Copy out all the items below, swapping "single dot" for "single mark" and keeping everything else the same.

(Saved entries)
▬▬▬

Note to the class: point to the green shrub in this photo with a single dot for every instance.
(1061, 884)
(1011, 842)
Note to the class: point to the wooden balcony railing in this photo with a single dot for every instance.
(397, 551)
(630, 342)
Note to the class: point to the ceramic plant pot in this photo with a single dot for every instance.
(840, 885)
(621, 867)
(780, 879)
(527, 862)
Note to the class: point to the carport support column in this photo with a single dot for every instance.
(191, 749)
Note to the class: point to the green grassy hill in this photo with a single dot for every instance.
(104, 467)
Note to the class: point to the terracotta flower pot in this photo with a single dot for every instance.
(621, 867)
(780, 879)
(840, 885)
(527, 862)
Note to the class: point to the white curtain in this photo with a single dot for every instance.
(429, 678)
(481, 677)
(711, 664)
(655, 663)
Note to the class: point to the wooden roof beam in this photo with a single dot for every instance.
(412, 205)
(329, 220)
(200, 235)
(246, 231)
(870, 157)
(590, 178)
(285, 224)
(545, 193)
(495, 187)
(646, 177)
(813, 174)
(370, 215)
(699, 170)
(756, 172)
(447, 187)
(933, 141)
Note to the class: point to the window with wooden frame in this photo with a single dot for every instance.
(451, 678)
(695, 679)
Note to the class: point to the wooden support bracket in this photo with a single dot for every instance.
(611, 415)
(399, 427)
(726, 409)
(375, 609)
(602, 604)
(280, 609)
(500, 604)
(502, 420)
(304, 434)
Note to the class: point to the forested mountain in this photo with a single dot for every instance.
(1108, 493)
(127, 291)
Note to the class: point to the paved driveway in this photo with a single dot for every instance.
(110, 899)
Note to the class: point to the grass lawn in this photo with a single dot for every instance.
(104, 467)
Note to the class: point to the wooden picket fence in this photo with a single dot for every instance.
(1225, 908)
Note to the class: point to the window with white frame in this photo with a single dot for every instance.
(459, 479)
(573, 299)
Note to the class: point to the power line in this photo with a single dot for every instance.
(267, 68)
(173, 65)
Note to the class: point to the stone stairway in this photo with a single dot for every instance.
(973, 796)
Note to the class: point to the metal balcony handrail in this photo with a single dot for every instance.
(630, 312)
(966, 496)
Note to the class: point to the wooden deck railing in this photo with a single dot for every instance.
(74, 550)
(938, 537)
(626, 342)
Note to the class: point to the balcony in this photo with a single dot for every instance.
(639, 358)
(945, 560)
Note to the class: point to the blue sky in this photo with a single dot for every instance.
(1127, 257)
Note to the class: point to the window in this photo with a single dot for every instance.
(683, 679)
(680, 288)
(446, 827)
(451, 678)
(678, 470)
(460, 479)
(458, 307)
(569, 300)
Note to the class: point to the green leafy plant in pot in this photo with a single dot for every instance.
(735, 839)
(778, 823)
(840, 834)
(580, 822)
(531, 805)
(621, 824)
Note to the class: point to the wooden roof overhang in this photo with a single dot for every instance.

▬▬▬

■ Output for this exercise ■
Note to the class: point to the green shrub in this photo with a single mark for every instance.
(1061, 884)
(1011, 842)
Note to the class: point to the wooden balcony railing in this photo with a single mark for every instance.
(397, 551)
(630, 342)
Note to the class: point to the ceramic plant pot in this photo with a single mark for every instance.
(840, 885)
(621, 867)
(780, 879)
(527, 862)
Note to the class: point to the carport support column in this photo with a single mark for every instance.
(191, 749)
Note to the class: point to the green grassy hill in this photo with a single mark for every instance.
(104, 467)
Note to the class: point to the terracotta flower pot in this photo with a single mark for every instance.
(621, 867)
(780, 879)
(840, 885)
(527, 862)
Note to the class: point to the white curtain in this photo with a single mark for every instance.
(429, 678)
(481, 677)
(711, 664)
(655, 663)
Note to the class: point to the wooden roof beam in this photo with a single mark for every instance.
(412, 205)
(329, 220)
(200, 235)
(246, 231)
(870, 157)
(590, 178)
(285, 224)
(545, 193)
(495, 187)
(646, 177)
(813, 174)
(370, 215)
(699, 170)
(756, 172)
(447, 187)
(933, 141)
Note to the class: point to the window with wooden frame in this photo with a single mark for every instance.
(451, 678)
(695, 679)
Note to the class: point to the wooden support bracket in this photo with a single mark for every instance.
(611, 415)
(399, 427)
(726, 409)
(375, 609)
(602, 604)
(280, 609)
(500, 604)
(502, 420)
(304, 434)
Note to the class: point to the forested mountain in this photo with a single mark for every instance.
(1108, 493)
(127, 291)
Note to the class: point to the paved driveway in this photo with a single mark for every instance.
(110, 899)
Note to the class: point to the grass lawn in this photo with a single mark for every instance.
(104, 467)
Note to the class: point to the wooden picket fence in this photo with a single mark for every instance.
(1225, 908)
Note to the class: point to the window with white frame in this photo with a single mark for every instance.
(459, 479)
(573, 299)
Note to the class: point to the power line in this photo with a single mark for every instance.
(267, 68)
(173, 65)
Note to the class: point to the stone stairway in this photo with a single mark for every instance.
(973, 796)
Note to the class: point to the metal balcony handrail in this photo with a single mark for every instance.
(630, 312)
(966, 496)
Note to the class: point to the wooden deck railing in this photo with a single mark for every instance.
(74, 550)
(938, 537)
(626, 342)
Note to the class: point to the balcony in this photo with a single mark for every instance.
(639, 358)
(945, 560)
Note to the class: point to the blue sky in this photo with a single mark for every instance.
(1127, 257)
Note to the class: point to the window in this photo with a single mark for every instance.
(683, 679)
(680, 288)
(446, 827)
(451, 678)
(678, 470)
(460, 479)
(458, 307)
(569, 300)
Note to the class: point to the green leafy plant in pot in this photo with a single mark for every instance.
(735, 839)
(778, 823)
(840, 834)
(580, 822)
(531, 805)
(621, 824)
Note to the class: point to the wooden roof overhang in this photo with a single mark for every instance.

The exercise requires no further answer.